将下列记录中从含有“Could you point out the forest”的那一行起、直到记录末尾的这一段转换成 Markdown 表格，设“序号”和“内容”两列，每行填入行号和该行文字，空行不计入。

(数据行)
+ + + + +

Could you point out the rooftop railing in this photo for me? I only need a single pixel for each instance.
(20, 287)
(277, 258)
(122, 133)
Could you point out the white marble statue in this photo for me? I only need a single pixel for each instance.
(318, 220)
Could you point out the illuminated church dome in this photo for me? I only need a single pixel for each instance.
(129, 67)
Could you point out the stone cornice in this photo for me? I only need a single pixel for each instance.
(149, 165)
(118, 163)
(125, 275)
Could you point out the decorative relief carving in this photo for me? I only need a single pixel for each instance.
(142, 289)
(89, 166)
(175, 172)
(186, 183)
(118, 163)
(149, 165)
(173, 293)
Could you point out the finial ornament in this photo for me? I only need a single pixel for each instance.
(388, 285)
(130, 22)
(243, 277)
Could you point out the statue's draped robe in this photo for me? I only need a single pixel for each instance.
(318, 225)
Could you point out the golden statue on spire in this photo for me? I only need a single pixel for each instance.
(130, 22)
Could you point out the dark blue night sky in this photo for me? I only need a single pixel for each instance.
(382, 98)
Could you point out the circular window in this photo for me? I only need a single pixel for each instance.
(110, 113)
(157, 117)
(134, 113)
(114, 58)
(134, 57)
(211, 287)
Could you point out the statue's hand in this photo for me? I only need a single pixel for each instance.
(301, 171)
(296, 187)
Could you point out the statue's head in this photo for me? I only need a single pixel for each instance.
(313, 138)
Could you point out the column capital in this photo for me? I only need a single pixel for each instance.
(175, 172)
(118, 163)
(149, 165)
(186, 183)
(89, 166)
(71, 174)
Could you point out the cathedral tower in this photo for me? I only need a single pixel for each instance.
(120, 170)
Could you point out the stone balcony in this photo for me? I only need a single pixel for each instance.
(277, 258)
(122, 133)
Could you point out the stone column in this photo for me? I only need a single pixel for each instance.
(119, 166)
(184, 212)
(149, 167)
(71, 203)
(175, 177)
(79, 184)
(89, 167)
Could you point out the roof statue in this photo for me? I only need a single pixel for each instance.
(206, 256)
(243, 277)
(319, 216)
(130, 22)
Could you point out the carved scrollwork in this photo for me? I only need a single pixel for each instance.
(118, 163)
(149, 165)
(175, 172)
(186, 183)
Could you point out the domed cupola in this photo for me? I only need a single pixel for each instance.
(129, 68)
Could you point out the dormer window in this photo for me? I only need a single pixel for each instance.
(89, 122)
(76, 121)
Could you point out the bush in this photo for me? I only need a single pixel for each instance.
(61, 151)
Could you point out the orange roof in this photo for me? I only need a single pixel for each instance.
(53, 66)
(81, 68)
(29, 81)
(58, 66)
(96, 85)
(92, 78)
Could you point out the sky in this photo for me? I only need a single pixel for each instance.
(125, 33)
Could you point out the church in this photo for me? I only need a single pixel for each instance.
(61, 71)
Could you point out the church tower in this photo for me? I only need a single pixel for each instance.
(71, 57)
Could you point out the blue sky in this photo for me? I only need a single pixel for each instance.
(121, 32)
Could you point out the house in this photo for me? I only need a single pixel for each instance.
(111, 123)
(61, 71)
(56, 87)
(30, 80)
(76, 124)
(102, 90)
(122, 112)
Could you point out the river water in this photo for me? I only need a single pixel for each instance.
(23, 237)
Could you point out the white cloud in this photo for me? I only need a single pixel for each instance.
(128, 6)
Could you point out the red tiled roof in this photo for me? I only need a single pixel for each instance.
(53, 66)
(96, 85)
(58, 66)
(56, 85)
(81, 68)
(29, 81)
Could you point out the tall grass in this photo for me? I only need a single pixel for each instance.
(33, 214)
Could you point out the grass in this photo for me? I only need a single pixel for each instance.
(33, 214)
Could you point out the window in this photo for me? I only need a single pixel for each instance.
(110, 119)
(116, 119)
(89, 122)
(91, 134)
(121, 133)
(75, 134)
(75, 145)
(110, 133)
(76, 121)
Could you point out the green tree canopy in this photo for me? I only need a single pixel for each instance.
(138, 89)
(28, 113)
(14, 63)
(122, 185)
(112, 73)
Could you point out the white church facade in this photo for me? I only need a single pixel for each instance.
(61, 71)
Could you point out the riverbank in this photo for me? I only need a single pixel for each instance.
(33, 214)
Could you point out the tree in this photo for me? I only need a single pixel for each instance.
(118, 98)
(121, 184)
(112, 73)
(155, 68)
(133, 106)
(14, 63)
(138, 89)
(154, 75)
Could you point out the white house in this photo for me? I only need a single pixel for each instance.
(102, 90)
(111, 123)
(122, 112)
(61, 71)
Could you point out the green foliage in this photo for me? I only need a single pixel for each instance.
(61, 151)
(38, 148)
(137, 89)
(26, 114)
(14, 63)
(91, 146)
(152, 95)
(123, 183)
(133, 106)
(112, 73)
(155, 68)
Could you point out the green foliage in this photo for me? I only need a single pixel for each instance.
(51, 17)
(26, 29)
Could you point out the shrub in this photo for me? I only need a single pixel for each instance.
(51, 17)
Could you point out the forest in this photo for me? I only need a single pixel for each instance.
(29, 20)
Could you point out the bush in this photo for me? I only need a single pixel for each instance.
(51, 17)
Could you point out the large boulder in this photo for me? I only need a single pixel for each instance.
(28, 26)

+ + + + +

参考答案 »
| 序号 | 内容 |
|---|---|
| 1 | Could you point out the forest in this photo for me? I only need a single pixel for each instance. |
| 2 | (29, 20) |
| 3 | Could you point out the bush in this photo for me? I only need a single pixel for each instance. |
| 4 | (51, 17) |
| 5 | Could you point out the large boulder in this photo for me? I only need a single pixel for each instance. |
| 6 | (28, 26) |